* [EXCERPT PROVIDED]
_ _ _ _ _ _ _

# Yay spring!!!



## margaret (Aug 30, 2013)

This is a happy post! Spring is finally here, temperatures are going up and up, it was 85 today! The grass is finally growing! Merry Oaks Family Farm is erupting!!! Our chick brooder has around 65 chicks in it and we just moved 15 ducklings to their new pen. And most important we have 13 baby goats. I am VERY pleased with how they are growing this year One of my dam raised buckling weighed 11 ½ lbs at birth and 22 at 2 weeks. One of my cats had 5 kittens on Monday, Dr. Pepper, Coke, Sprite, Mountain Dew and Fanta. And another one is pregnant. Anybody want kittens?!?!?!? I think we have 19 now. This post is filled with exclamation marks because I am so happy!!!!! Thank You God for SPRING.


----------



## ksalvagno (Oct 6, 2009)

Glad things are going well.


----------



## Chadwick (Jan 24, 2014)

Careful the Michigan and Canada people are on the verge of revolt! Hahaha just kidding


----------



## Mamaboyd (Oct 10, 2013)

ya, send that really warm weather up here to Canada!!


----------



## NyGoatMom (Jan 26, 2013)

Happy you are feeling such joy! I can't wait to see the ground with no snow!!!


----------



## Emzi00 (May 3, 2013)

It was nice here today too.  The sun was out and almost all of the snow and ice is melted!


----------



## Rhandi74 (Dec 6, 2013)

It was so nice here today my winter kids were unsure of what to do. All 5 of them were breathing heavy and it was only 80 degrees.


----------



## margaret (Aug 30, 2013)

Sorry I am making you jealous Why don't y'all move to NC? Then I could give you some kittens.


----------



## margaret (Aug 30, 2013)

I might be able to spare just a little warm weather for you Mamaboyd, just have to figure out how to get it up there


----------



## Mamaboyd (Oct 10, 2013)

thanks lol. Saturday and Sunday are supposed to get up to 10 degrees Celsius, that is 50 degrees Farenheit, I can deal with that  Of course with a bit of rain hehe


----------



## margaret (Aug 30, 2013)

Yeah I feel sorry for all you people up north. I got some pictures of the kittens.


----------



## LoriH (Jan 12, 2014)

Happy for you but jealous too. We are excited that last night was the first night the goat water didn't freeze:wahoo:


----------



## GoateeFarms50 (Mar 20, 2013)

Wow 85 degrees? That's more like summer weather here. And I thought 50's were warm... Today is supposed to get 36 degrees though, so it won't be too bad  Though snow and rain is also supposed to come. Cute kittens, I love their names!  This Sunday it's supposed to be 60, so I can't wait for that!


----------



## ksalvagno (Oct 6, 2009)

The kittens are adorable


----------



## margaret (Aug 30, 2013)

I thought their mother was done having kittens, i guess not


----------



## Goats Rock (Jun 20, 2011)

Cute kitties! We are going to be in the 60's with rain today and a wintery mix tonight!


----------



## Mamaboyd (Oct 10, 2013)

ugh, so much for it being warm today...it is raw ,windy and very rainy! Good thing is the snow is melting, bad thing is, it is terribly muddy now lol. Your kittens are adorable


----------



## nchen7 (Feb 25, 2013)

I remember those days when spring erupted. it's such a rejuvenating feeling! ah....I miss the seasons......

those kitties are SOO cute! my favourite is Sprite.


----------

_ _ _ _ _ _ _

* [DATA LINES]

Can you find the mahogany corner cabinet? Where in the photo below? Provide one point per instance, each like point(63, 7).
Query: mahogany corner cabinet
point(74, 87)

_ _ _ _ _ _ _

* [WRITTEN TASKS]
1. List the names given to the five kittens in the spring thread.
2. Rewrite the spring thread starting with "## LoriH (Jan" and going on through "(Mar 20, 2013)", swapping "goat water" for "chicken water".

* [TASK-BY-TASK SOLUTIONS]
1. Dr. Pepper, Coke, Sprite, Mountain Dew, Fanta

2.
## LoriH (Jan 12, 2014)

Happy for you but jealous too. We are excited that last night was the first night the chicken water didn't freeze:wahoo:


----------



## GoateeFarms50 (Mar 20, 2013)